EXCERPTED TEXT:
---------------

Friday, 23 June 2017

Birmingham – June 2017

Jackie put the lemon bag on Brians head while he had his hands in pastry
I know Brian wrote an entry solely on his visit to the Morgan factory, but that's not all that's happened in the last 10 days.

Thoroughly enjoyable curry with the Monday Club boys before a trip to Bury St Edmunds on Tuesday to catch up with Aunty Margaret and Ron, actually Mother's cousin, but always known as Aunty Margaret. We probably haven seen them since we started travelling so it was well past time. The trip over wasn't too bad, though the return was longer, particularly with no AC but we had a really enjoyable time. Good to catch up, reminisce at their wedding photos with me as one of the bridesmaids, some 40+ years ago, and eat a great lunch.

Aunty Margaret, Jackie, Ron and Pauline (Jackie's mum)
Steph with Ivy, Brians great-niece
On Thursday we finally met new greatniece Ivy, sister to Rory, offspring of Steph and Sam, Brian's niece. She wasn't on best form having not slept as required, but we did get some smiles and cuddles from her. Rory however was on top form, wanting to water the garden, which seemed to involve tipping quite a lot of water over himself, before taking me into the house to play with the toys in Grandma's toy chest.

Jackie attending to Rorys every need
Typical British worker scene, Rory watering, three people watching!
The weekend was spent mostly with Helen and Ian and a very hot Monty dog, so hot that when we went out for a walk (pub crawl) round Kings Heath he was left at home. Three pints later we returned to gin fizzes and a BBQ, to be followed by the G&T and Lemon tart with a G&T syrup that B had whipped up after our arrival. Sadly either the dog has learnt how to open doors or it wasn't shut properly, but either way, the only one to enjoy the tart, and then only the filling, was Monty! Ho hum, we probably didn't need it anyway, but the syrup did spruce up a hastily bought Co-op lemon sponge!

Ivy with Grandad Paul (Brian's brother-in-law)
Sunday we had a good catch up with Jo in the afternoon seeing wedding pics and all sorts, before meeting back with H&I, along with Manu and Crystal, also newly married and Pete and Hils, for a Sunday tea club with a difference. The difference being it wasn't Chinese! Instead it was a Dosai and Idly restaurant, dosai are Indian crepes then stuffed with a dry ish meat and potato curry, absolutely delicious. Idly are little dumplings, about which I can't comment. I really enjoyed the meal but did miss the Chinese!

BBQ at Ian and Helens
Apart from all that we've done loads more DIY, I've caught up with Alex, always a pleasure, we've had a regular Monday club meeting, been back to the garage and now have working AC in the car, Hurrah, fixed in the middle of the heatwave. We've been to the gym a couple of times and spent the day in Alvechurch doing all sorts of jobs as well as seeing Sarah and Mum.

Hunting for veg in Helen's greenhouse
Tomorrow we head down to Redmarley for a week with the four dogs and five cats (hopefully, though little Charlie cat has been very poorly so may still be in the vets). Amazingly the heatwave was the week just gone rather than the week we are with the dogs as it has been for the last couple of years, so all should be much better.

---------------

SET EXERCISE 1: Translate this sentence from the Birmingham blog post into Spanish: "I really enjoyed the meal but did miss the Chinese!"
SET EXERCISE 2: In the Birmingham blog post, what is the name of Ivy's brother?
Rely on the Birmingham blog post alone when completing the work that comes next.

[Location identification listing]
---------------

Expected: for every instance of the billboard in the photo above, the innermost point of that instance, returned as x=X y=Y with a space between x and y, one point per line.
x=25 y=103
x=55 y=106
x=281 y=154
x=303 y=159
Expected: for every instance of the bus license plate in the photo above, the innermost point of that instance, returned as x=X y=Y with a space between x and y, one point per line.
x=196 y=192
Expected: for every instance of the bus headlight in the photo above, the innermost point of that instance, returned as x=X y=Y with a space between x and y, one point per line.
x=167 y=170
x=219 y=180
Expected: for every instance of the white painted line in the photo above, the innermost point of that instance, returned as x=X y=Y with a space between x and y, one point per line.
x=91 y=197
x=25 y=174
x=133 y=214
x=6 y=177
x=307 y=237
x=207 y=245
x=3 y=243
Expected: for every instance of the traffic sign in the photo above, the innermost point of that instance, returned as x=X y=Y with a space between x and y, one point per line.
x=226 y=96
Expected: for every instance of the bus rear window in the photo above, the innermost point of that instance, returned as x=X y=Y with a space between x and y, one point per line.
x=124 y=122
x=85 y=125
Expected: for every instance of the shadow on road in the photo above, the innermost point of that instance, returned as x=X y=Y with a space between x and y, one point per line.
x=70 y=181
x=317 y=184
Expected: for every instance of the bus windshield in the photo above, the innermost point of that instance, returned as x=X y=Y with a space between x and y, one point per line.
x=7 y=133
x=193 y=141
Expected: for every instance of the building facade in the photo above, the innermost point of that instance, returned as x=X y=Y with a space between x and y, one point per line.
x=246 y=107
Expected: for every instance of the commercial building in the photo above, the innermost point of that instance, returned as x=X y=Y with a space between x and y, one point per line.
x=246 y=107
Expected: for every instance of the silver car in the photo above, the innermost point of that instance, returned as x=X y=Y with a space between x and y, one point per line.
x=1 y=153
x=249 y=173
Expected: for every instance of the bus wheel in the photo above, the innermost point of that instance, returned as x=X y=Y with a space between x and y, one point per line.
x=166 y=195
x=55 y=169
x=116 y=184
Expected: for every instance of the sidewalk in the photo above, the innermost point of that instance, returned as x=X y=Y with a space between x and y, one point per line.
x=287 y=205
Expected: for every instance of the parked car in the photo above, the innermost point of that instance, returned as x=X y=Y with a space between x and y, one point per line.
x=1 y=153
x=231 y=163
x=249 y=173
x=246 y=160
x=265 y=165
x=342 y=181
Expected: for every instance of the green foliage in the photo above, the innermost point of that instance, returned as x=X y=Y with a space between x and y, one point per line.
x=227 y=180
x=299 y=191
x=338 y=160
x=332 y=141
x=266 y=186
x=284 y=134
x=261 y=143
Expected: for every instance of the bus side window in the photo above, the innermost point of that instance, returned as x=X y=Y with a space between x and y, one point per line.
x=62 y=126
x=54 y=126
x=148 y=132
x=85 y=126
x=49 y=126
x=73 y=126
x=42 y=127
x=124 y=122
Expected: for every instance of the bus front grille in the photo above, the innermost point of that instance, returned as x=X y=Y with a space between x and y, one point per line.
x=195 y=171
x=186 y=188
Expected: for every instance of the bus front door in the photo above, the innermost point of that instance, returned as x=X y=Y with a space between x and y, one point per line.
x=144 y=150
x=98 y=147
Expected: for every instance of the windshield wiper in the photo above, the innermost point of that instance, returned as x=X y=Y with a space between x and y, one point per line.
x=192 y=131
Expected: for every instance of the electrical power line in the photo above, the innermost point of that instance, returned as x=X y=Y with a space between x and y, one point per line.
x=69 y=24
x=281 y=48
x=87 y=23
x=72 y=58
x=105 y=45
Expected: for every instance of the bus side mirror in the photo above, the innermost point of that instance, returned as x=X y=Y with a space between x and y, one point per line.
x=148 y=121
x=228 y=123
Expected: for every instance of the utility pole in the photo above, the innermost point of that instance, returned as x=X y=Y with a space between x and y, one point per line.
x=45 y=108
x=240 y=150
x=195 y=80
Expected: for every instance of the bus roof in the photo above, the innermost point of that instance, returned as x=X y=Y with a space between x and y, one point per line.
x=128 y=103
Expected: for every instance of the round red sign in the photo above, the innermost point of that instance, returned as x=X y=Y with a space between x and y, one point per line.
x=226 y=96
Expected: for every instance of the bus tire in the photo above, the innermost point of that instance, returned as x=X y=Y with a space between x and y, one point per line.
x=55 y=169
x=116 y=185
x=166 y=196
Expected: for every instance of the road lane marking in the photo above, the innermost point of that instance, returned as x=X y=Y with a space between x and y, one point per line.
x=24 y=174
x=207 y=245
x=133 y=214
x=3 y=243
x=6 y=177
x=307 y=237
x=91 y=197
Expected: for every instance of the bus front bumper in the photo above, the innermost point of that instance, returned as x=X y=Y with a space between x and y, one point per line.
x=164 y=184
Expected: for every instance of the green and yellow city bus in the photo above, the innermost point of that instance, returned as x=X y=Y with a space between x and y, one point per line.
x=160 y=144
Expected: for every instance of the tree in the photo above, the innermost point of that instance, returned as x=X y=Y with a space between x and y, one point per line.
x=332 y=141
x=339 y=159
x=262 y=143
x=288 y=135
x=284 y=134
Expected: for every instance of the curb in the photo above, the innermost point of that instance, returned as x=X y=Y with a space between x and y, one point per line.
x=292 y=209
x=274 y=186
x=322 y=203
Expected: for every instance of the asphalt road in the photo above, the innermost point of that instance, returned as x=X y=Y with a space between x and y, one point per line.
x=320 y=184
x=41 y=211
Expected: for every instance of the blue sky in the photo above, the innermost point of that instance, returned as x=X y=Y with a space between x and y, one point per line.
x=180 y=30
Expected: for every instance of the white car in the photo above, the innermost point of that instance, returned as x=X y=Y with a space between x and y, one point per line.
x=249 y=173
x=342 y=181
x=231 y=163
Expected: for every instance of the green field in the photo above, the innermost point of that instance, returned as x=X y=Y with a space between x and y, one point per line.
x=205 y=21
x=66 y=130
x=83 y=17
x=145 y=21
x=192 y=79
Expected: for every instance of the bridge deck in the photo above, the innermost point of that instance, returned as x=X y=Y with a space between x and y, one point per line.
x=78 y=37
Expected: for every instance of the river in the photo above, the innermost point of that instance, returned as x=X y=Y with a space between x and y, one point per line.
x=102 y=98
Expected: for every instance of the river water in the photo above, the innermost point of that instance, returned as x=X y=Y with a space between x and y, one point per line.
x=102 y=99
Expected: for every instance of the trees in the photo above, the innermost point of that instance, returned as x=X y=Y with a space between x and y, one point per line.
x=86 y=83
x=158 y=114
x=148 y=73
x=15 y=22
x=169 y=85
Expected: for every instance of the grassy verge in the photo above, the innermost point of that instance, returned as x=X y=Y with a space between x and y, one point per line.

---------------

COMPLETE RESPONSE 1: ¡Disfruté mucho de la comida, pero sí eché de menos la comida china!

COMPLETE RESPONSE 2: Rory